Doudna: It is an intense experience. It is very exciting. I was astounded this spring to wake up one morning with the realization that, “gosh just three years ago I hadn’t even written the paper yet.” Back then, three years ago, looking at the data we were thinking this was an incredibly exciting enzyme.
The pace at which this technology is being employed is so fast, and there are many different ways to use it; these are aspects that have been so fun about it. It has real legs. There are many different flavors of Cas9 that occur naturally. That’s all just been wonderful. It’s a very special and unique experience. I doubt that it will ever happen again for me in my career. Work that started off as a very basic science project with our collaborator Emmanuelle and seeing how it turned into this incredible technology.
What do we do if someone goes rogue?
Doudna: That’s one of the purposes of these meetings: to get out in front of that. I can’t guarantee that that might not happen. I can work to form a coalition to say, “here’s our considered view of the technology and here’s what we see as a prudent way to move forward with this”. That’s really the best that we can do. There’s no way to unlearn what is learned. We can’t put this technology to bed. If a person has basic knowledge of molecular biology they can do it. It’s not realistic to think we can block it. Same thing with regulations. To imagine that we could have international regulations, it’s just not realistic, and in any case, how do you enforce them? I wouldn’t feel comfortable hiding away in the lab. The better path is to try to be open and transparent and to educate people who want to understand it. It’s such a wonderful technology in many ways. Like any technology it has the potential to be used for good and not so good. We want to put out there the information that people would need to make an informed decision, to encourage appropriate research and discourage forging ahead with clinical applications that could be dangerous or raise ethical issues.

**Given information:**

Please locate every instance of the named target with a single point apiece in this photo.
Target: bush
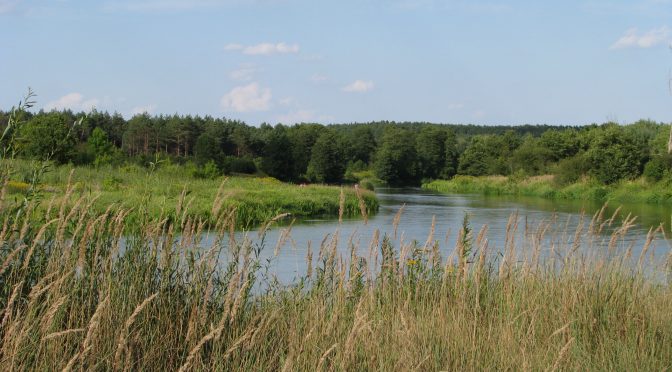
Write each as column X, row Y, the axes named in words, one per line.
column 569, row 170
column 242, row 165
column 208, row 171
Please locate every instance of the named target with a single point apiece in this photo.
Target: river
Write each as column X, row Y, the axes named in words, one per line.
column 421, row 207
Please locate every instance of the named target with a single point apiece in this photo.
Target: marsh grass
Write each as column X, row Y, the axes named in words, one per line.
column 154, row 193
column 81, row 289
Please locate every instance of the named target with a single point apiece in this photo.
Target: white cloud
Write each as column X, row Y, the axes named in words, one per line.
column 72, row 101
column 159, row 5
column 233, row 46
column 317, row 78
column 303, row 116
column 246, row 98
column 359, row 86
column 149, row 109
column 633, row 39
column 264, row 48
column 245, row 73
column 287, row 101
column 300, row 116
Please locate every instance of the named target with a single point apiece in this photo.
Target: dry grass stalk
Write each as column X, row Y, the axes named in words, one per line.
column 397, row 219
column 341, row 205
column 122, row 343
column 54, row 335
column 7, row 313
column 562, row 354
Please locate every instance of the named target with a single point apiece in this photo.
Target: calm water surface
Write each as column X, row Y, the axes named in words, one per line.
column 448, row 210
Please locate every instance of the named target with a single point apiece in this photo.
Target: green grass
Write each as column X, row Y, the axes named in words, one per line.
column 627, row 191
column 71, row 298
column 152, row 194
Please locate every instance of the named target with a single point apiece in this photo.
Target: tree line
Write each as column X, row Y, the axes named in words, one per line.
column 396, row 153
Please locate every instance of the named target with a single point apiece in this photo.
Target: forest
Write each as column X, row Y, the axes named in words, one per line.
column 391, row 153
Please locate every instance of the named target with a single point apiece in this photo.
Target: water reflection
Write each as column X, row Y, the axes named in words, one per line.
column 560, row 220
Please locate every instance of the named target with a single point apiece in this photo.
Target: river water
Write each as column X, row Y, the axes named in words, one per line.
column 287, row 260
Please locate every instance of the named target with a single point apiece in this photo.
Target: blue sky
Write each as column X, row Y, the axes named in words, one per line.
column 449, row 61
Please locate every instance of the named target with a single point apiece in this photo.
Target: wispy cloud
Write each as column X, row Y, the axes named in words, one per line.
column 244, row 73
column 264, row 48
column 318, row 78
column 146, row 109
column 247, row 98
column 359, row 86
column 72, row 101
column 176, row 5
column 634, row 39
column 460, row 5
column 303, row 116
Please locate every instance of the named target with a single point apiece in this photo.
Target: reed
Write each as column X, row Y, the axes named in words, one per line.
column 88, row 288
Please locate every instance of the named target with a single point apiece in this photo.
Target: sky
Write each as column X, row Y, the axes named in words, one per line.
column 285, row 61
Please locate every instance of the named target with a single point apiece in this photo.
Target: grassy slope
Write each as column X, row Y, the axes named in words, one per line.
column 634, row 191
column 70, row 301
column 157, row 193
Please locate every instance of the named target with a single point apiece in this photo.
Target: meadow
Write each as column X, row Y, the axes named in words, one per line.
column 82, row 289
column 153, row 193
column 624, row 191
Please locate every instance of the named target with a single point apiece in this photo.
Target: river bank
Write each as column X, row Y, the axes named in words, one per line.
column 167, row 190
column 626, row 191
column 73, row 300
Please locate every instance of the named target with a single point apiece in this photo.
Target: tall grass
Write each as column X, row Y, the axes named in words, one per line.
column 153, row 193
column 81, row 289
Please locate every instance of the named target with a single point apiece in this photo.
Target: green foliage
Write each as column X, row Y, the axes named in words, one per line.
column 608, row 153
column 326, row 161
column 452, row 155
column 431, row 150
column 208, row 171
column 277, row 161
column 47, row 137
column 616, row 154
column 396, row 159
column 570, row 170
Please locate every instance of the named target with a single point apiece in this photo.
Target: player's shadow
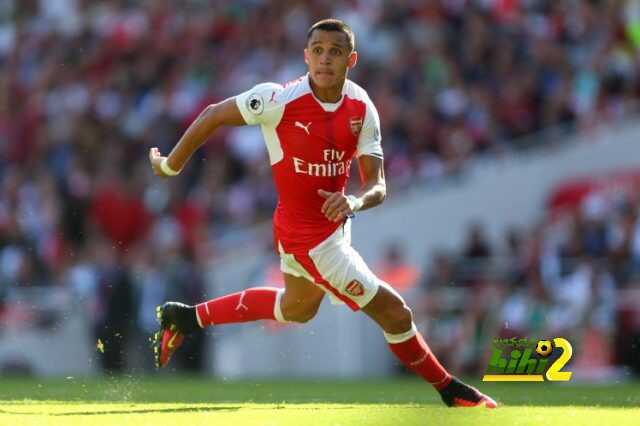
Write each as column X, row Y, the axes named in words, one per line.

**Your instructions:** Return the part of the Doudna interview between "Doudna: It is" and "someone goes rogue?", inclusive, copied word for word.

**Output for this task:**
Doudna: It is an intense experience. It is very exciting. I was astounded this spring to wake up one morning with the realization that, “gosh just three years ago I hadn’t even written the paper yet.” Back then, three years ago, looking at the data we were thinking this was an incredibly exciting enzyme.
The pace at which this technology is being employed is so fast, and there are many different ways to use it; these are aspects that have been so fun about it. It has real legs. There are many different flavors of Cas9 that occur naturally. That’s all just been wonderful. It’s a very special and unique experience. I doubt that it will ever happen again for me in my career. Work that started off as a very basic science project with our collaborator Emmanuelle and seeing how it turned into this incredible technology.
What do we do if someone goes rogue?